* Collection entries
==*==
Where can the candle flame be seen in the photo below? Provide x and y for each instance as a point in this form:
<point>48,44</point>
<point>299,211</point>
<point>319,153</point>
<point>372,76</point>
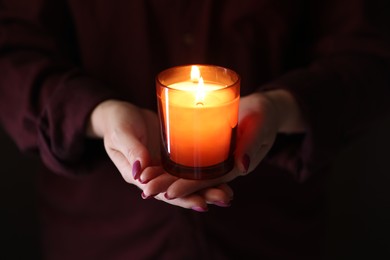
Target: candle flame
<point>200,91</point>
<point>195,73</point>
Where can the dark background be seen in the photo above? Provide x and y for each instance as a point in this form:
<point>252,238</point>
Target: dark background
<point>19,226</point>
<point>358,200</point>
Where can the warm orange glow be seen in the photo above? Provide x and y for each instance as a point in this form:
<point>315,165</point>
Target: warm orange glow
<point>196,77</point>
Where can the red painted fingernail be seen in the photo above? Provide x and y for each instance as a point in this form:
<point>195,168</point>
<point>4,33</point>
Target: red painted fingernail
<point>143,181</point>
<point>245,162</point>
<point>146,197</point>
<point>199,209</point>
<point>222,204</point>
<point>136,169</point>
<point>167,196</point>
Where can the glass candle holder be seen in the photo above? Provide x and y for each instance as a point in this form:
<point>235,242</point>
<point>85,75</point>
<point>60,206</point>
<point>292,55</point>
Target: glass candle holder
==*==
* Your instructions
Reproduce all of the material above line for line, leaving out the pictures.

* Task result
Where can the candle flame be seen in the photo below? Provide x and y for each instance as a point in this form:
<point>48,44</point>
<point>299,211</point>
<point>319,153</point>
<point>372,76</point>
Target: candle flame
<point>200,91</point>
<point>195,73</point>
Where can the dark background be seen in the photo above? Provide x and y for each instance as a point in this form:
<point>252,238</point>
Target: dark background
<point>19,226</point>
<point>358,200</point>
Where can the warm orange glow be seen in the photo above? Provide x and y for each instance as a point in this form:
<point>315,165</point>
Target: warm orange glow
<point>196,77</point>
Where can the red painted fingernail be seen in the photo above? Provide x and y for each instance as a point in this form:
<point>195,168</point>
<point>4,33</point>
Target: red painted fingernail
<point>143,181</point>
<point>245,162</point>
<point>146,197</point>
<point>199,209</point>
<point>222,204</point>
<point>136,169</point>
<point>167,196</point>
Where can the glass candle holder be seen in the photo above? Provide x and y for each instance as a point in this form:
<point>235,242</point>
<point>85,75</point>
<point>60,206</point>
<point>292,55</point>
Target: glass candle holder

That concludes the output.